Since physical edge indexing is being abandoned, we introduce logical edges – groupings of the input region edges into geometrically (or otherwise) meaningful sets. Selection indexes shall correspond to that of these sets. Applied rules should preserve/propagate these edge sets.

Following shape classes could result in the following actions:

Rectangular quad – trivial case.

Quad, not axis-aligned, we can try:

simple: determine index for the first edge, increment successive edges

harder: compute Oriented Bounding Box; translate longest edge of that to x-axis; edge to the left (W-edge) has index 0.

|e| > 4, but roughly looks like a quad:

Cardinal Directions selection will create 4 groups of edges

…?

|e| > 4, looks like a multi-polygon

length/angle threshold.

Grid-based Parks

Grid rule requires for input region to be a quad and ideally rectangular or close to rectangular or it will look strange. In other words we need to provide the following guarantee to Grid rule:

|Vi| == 4, Vi are vertices of the input region – a quad

All angles >= threshold1 (e.g. 70 degrees) – close to rectangular

Min Area >= threshold2 – minimum area required to build a park, otherwise fail (no derivation or a alternative rule)

Input region convex – otherwise results make no sense.

The following fixes apply to the appropriate points

Oriented Rectangle (Box): 1, 2, 4

Bounding Box

Inscribed Box

Linear Combination

Optimised Box that occupies area sufficient for a park (harder problem)

Axis-aligned box: certain design constraints

Autoindexing: 1

Cardinal directions when looks like a quad; Grid still requires a ‘corner shape’ which can be a quad with vertices corresponding to the meething points

Autoindexing + Oriented Box,

which vertices are at proximity (using a certain function) to the meeting points

The selection problem is plagued by edge explosion and increasingly complex and dubious grammar results. New selection strategies are to be considered. Furthermore a layer of abstraction is to be placed between the physical and logical geometry elements:

Corners or logical vertices – corresponding to selected vertices on the actual geometry that have a special importance

Logical edges – should be enclosed between two corners and may contain a number of physical edges within – a polyline, or a curve. It should be used as a unit of selection (an integer range).

Selection Modes v3

Abandoning the physical based selection the new methods keep numeric indexing, but pointing to logical edges instead of the physical ones, as we see later.

Selection Propagation

Each rule should be capable of propagation of default input selection to derived shapes the best way possible, for instance as seen below for the Peel rule.

For partitioning rules such selection will be based on closeness to the boundary:

Whether or not it is located on the boundary

Edge set touches the boundary

Optional: specify level within the hierarchy to as closely as possible to match to the current geometry of the shape. For instance one before last Peel rule or first Grid rule (could use negative indices to count from the ‘front’ of history).

Grid rule auto-reindexing is straightforward except for question of what to do with 45 degree edge – it can belong to the lower or higher index or split between both, as seen below – in this case it is crucial that edge assignment is symmetrically consistent.

For Voronoi regions there is a little more ambiguity so one selection method has to be chosen.

Custom Shape Selection

In addition of edge set index based selection, rule can perform a custom selection on any part of the input shape boundary.

Edge Angle Selection

Select edges which orientation is within a given angle range, e.g. [85, 95] degrees are roughly perpendicular edges.

= JOB 1 =
Rewrite the records as a numbered list, starting at the line that contains "Accessibility service: describe the location of dead" and ending at the line that contains "0,0 -> 1200,412", and skip any blank lines.
The notes on edge selection and the records are two separate pieces of material.

= DATA FOR PROCESSING =
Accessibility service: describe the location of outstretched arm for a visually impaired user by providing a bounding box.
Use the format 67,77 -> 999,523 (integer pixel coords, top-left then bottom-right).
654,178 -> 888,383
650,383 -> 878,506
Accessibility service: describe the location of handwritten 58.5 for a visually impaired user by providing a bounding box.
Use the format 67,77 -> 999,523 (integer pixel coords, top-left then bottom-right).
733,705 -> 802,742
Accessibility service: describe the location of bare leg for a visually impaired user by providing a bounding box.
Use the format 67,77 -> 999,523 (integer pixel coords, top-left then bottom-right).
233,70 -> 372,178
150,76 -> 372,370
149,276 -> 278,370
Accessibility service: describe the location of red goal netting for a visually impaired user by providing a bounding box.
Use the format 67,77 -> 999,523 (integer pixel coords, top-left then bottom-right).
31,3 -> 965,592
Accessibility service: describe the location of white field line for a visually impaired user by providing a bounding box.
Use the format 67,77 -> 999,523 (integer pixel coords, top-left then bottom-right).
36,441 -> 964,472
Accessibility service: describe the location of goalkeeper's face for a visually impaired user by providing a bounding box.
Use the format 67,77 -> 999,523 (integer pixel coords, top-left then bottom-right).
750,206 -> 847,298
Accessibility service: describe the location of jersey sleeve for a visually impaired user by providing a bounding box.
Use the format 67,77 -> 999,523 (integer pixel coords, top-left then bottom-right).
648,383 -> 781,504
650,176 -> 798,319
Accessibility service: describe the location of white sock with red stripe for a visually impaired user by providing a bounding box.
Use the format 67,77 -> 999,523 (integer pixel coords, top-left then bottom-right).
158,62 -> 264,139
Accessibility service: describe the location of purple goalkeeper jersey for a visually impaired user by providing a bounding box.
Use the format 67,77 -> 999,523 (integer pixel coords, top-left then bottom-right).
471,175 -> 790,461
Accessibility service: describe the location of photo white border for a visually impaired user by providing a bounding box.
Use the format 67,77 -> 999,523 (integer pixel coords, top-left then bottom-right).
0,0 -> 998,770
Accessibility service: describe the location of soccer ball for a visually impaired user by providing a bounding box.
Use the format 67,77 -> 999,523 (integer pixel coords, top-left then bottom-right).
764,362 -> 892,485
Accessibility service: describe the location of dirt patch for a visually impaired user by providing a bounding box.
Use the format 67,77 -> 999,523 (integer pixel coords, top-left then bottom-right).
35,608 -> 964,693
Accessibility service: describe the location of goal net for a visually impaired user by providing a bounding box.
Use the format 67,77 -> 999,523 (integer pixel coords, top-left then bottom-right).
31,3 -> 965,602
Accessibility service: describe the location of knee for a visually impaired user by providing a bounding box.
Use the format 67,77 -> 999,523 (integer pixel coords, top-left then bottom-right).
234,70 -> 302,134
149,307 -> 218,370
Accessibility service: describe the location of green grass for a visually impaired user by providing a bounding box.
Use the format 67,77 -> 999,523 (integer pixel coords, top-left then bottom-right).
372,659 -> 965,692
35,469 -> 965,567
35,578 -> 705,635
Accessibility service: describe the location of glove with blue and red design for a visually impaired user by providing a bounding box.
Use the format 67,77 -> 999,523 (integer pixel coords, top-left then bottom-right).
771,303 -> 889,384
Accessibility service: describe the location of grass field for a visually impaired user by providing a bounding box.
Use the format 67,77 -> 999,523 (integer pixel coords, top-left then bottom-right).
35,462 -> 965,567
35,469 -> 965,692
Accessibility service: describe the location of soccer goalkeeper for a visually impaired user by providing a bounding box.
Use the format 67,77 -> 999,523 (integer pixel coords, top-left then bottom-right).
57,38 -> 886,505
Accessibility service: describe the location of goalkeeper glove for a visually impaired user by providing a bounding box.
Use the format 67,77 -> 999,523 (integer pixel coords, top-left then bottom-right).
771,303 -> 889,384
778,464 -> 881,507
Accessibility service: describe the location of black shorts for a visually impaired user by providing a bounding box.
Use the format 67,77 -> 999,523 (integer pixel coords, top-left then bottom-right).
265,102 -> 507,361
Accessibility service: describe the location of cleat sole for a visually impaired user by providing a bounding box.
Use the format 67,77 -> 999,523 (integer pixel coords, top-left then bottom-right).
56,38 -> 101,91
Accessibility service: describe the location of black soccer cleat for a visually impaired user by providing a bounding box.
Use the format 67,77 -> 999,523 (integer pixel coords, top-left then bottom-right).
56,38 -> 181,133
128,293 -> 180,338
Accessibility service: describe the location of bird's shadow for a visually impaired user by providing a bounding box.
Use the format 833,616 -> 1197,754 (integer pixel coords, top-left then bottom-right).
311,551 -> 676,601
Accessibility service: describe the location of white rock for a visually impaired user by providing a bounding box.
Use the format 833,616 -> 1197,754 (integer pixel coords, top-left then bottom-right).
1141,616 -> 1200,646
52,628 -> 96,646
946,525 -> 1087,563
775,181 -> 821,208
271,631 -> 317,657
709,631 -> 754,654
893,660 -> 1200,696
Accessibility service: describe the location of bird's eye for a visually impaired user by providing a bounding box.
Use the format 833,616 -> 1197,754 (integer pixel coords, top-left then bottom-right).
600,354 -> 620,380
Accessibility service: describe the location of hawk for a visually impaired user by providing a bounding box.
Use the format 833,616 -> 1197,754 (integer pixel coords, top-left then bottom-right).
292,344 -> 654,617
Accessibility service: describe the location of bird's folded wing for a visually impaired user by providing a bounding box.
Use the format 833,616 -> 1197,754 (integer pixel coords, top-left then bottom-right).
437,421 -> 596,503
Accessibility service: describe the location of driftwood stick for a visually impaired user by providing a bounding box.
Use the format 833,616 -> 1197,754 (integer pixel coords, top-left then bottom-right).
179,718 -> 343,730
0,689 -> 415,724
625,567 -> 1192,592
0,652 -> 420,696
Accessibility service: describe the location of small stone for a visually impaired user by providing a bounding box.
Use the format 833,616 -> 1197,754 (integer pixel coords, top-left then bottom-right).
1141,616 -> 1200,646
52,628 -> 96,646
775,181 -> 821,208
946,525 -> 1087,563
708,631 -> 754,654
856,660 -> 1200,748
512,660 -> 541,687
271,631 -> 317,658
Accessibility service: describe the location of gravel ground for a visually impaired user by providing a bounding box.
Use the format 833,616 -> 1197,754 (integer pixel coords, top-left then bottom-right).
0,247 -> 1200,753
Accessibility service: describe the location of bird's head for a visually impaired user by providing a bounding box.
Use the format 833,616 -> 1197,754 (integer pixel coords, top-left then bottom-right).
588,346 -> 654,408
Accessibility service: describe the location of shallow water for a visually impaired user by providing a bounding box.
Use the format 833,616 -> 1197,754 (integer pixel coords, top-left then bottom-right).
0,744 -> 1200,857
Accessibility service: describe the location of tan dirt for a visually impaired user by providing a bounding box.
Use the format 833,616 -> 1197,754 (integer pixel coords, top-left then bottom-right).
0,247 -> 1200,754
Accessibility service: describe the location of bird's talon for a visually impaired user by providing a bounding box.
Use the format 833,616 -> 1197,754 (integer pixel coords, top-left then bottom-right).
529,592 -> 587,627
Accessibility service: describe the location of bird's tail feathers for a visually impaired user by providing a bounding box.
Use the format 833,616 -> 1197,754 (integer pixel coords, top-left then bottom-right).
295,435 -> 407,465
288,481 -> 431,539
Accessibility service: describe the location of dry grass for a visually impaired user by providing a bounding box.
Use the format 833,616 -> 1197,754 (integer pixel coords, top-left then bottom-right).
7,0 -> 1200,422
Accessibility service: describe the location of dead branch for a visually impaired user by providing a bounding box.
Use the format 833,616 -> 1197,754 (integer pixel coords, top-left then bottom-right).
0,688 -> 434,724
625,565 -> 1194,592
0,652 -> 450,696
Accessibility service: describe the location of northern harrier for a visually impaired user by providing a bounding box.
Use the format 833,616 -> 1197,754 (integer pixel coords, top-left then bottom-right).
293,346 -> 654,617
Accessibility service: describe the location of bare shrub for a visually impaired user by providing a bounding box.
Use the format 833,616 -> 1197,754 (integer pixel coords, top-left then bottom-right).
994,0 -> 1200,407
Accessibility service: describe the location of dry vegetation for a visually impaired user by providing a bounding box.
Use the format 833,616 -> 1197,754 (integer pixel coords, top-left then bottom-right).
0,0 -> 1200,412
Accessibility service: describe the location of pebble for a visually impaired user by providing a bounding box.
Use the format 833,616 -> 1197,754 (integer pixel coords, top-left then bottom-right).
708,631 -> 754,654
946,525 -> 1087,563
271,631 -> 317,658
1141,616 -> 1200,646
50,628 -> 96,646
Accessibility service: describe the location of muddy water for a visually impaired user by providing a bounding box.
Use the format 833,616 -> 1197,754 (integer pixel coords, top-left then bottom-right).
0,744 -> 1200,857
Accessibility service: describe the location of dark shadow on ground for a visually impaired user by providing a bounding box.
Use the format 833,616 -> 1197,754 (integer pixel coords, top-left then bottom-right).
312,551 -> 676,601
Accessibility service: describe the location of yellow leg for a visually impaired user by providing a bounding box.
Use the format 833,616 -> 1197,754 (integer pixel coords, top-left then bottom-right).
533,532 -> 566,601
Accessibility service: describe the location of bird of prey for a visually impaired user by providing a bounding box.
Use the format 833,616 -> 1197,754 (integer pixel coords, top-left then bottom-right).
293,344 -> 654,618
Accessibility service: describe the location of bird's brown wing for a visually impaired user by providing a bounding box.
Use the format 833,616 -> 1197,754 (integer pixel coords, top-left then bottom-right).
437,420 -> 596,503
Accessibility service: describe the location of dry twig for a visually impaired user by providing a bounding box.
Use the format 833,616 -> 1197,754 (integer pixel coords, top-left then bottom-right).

= JOB 2 =
Extend the notes on edge selection, picking up after their last sentence.

= RESULT 1 =
1. Accessibility service: describe the location of dead branch for a visually impaired user by providing a bounding box.
2. Use the format 833,616 -> 1197,754 (integer pixel coords, top-left then bottom-right).
3. 0,688 -> 434,724
4. 625,565 -> 1194,592
5. 0,652 -> 450,696
6. Accessibility service: describe the location of northern harrier for a visually impaired user by providing a bounding box.
7. Use the format 833,616 -> 1197,754 (integer pixel coords, top-left then bottom-right).
8. 293,346 -> 654,617
9. Accessibility service: describe the location of bare shrub for a visually impaired user by providing a bounding box.
10. Use the format 833,616 -> 1197,754 (integer pixel coords, top-left then bottom-right).
11. 994,0 -> 1200,407
12. Accessibility service: describe the location of dry vegetation for a visually impaired user by providing a bounding box.
13. Use the format 833,616 -> 1197,754 (integer pixel coords, top-left then bottom-right).
14. 0,0 -> 1200,412

= RESULT 2 =
Angle Range Selection

Select edges that lay within or partially within the radial region surrounded by two rays cast from the centre.

Direction Grow Selection

A number of directions are given. May result in inconsistent selection for non-convex shapes!

Cast rays from the shape centre along these directions until an edge is hit.

Grow selection for each edge. Attach successive neighbours to the existing selection.

Stop when threshold of subsequent edge is too high

Question: What to do with unattached regions?

Keep growing until all edges are attached

That containing more divergent (from threshold) value continues

Optimisation problem…

Cardinal Directions Selection

Based on W, N, E, S directions. Every polygon with |e| >= 4 should be capable of accepting a cardinal selection.

Edge Angle selection should with appropriate angles (for instance [-45, 45] for East) will work only for convex shapes.

Angle Range selection will also work on concave shapes but will not work so well when lengths of the sides (or edge sets) differ a lot (high variance of edge set lengths).

Direction Grow along the axes.

Dominant-direction symmetrical selection.

In the picture above (Reindexing for Grid rule) the dominance (say set by the user or selected to one value by default) is symmetrically consistent for the mirrored regions.

Rule History Selection

Such selection has already been discussed for Peel rule. However is it possible to create generic selection that all rules could adhere to?

The problem with selection arises when we have a non-quad shape in a rule production.

Indexing of regions, for instance in the context of the grid rule works well as long as we have [0-3] indexes for W(est), N, E, S directions.

Instead of one type of index based on orientation, or distance from the boundary, we need other types of indexing methods, for instance those that are semantically-aware.

It would be nice to have the following selection modes

Edge interval that was result of the peel operation

when placing something between the peeled regions

Outer iregion edges

when placing something on the boundary

Direction based (W N E S) edge selection. If we have multiple edges facing West, parametrisation, by length, will be of the combined edge length – those facing west

we want to place trees on the south-facing borders

Direction continuity selection. Selection for West-dc edges will also include edges NOT facing west, IF they are resulted from operation from west facing edge OR (!) when they are enclosed by west facing edge.

we want to place trees on the west side of the park but not all edges may face west

Index operators v2.1

Peel based selection

Shapes that result from the peel operation allow edge selection based on what was peeled. For instance a is the selection passed to the peel operation; b and c were extruded.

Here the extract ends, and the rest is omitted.